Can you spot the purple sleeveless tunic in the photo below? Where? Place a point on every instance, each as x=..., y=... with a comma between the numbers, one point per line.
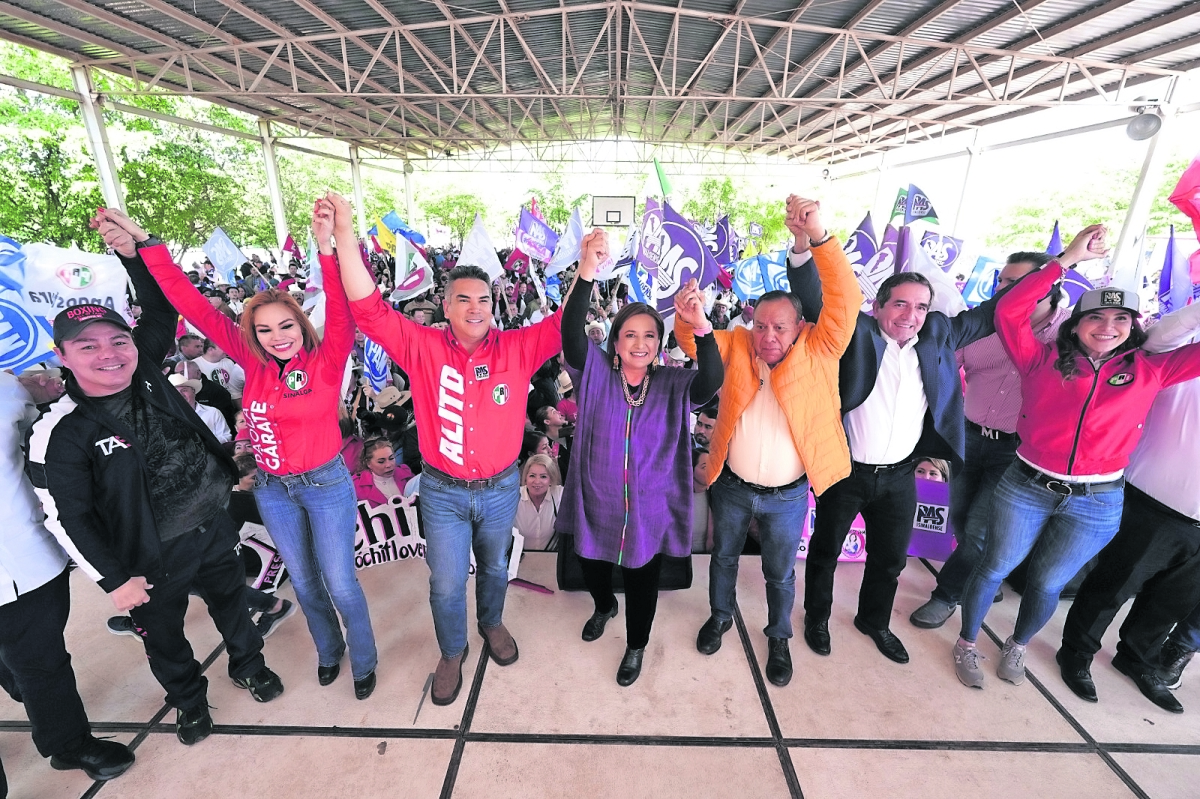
x=657, y=481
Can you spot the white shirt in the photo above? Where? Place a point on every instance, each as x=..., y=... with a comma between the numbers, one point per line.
x=215, y=421
x=1163, y=463
x=225, y=373
x=29, y=554
x=886, y=427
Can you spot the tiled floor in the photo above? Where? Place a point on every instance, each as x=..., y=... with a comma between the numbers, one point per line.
x=557, y=725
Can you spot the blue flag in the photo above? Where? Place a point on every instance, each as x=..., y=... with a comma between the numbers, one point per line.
x=375, y=364
x=1055, y=245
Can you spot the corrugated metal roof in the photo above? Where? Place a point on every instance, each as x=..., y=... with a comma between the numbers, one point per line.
x=760, y=74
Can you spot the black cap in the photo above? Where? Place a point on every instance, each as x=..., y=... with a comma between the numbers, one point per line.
x=70, y=323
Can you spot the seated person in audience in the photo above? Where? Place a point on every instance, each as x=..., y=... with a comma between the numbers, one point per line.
x=379, y=479
x=541, y=493
x=935, y=469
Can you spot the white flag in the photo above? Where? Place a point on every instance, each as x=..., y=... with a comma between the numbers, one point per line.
x=478, y=251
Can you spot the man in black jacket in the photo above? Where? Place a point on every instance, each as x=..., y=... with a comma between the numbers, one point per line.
x=129, y=476
x=900, y=397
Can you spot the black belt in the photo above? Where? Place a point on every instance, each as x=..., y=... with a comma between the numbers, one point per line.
x=1067, y=487
x=761, y=490
x=991, y=432
x=472, y=485
x=880, y=468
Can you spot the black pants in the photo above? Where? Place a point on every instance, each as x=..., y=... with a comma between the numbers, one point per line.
x=203, y=559
x=1156, y=554
x=641, y=595
x=35, y=667
x=888, y=503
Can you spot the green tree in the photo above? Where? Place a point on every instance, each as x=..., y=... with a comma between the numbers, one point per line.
x=47, y=193
x=455, y=210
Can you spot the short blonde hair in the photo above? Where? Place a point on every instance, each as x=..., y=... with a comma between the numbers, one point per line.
x=546, y=462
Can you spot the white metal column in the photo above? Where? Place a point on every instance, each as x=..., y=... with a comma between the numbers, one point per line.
x=97, y=139
x=273, y=182
x=360, y=206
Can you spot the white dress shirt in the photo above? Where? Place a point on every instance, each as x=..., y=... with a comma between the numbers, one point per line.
x=886, y=428
x=1163, y=463
x=29, y=554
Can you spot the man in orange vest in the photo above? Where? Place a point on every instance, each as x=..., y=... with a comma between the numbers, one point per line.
x=780, y=386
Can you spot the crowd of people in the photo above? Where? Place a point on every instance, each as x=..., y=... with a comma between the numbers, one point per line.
x=598, y=428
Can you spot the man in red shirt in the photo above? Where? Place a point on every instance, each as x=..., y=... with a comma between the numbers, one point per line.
x=469, y=384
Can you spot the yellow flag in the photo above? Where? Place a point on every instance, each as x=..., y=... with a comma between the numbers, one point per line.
x=385, y=238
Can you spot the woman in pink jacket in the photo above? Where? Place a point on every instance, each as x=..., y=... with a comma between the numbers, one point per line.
x=1085, y=401
x=291, y=401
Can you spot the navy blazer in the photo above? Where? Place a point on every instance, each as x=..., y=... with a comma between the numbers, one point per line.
x=936, y=342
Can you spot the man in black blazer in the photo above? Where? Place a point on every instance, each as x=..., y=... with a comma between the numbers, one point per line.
x=900, y=398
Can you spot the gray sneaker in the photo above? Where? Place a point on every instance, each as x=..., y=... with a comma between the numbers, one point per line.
x=966, y=665
x=1012, y=662
x=931, y=614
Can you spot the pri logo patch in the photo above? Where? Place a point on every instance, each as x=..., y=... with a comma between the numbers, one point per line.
x=76, y=276
x=297, y=379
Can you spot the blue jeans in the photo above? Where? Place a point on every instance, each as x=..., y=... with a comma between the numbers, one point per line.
x=780, y=516
x=456, y=521
x=1061, y=532
x=311, y=517
x=971, y=490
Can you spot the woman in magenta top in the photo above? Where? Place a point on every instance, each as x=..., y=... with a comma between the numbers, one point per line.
x=291, y=400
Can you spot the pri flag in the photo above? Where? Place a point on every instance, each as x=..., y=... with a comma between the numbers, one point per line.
x=918, y=208
x=1186, y=196
x=375, y=364
x=535, y=238
x=225, y=254
x=1055, y=246
x=1175, y=280
x=478, y=250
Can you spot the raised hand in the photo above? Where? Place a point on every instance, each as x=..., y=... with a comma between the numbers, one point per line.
x=1087, y=245
x=594, y=251
x=119, y=230
x=323, y=218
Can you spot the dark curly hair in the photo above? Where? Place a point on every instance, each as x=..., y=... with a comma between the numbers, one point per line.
x=1069, y=349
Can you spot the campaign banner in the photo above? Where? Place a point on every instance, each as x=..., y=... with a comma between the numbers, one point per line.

==============================

• [Work to do]
Write out the items again from the line with "Can you spot the pri flag" up to and including the line with "x=478, y=250", shifting every x and y coordinate in the answers by adding 63 and leaving all other text as it is.

• [The solution]
Can you spot the pri flag in the photo above? Where? Place a point on every instance, each as x=..., y=... with a comma between the numbers, one point per line.
x=981, y=271
x=1249, y=259
x=438, y=427
x=598, y=301
x=288, y=317
x=1118, y=309
x=1238, y=343
x=541, y=313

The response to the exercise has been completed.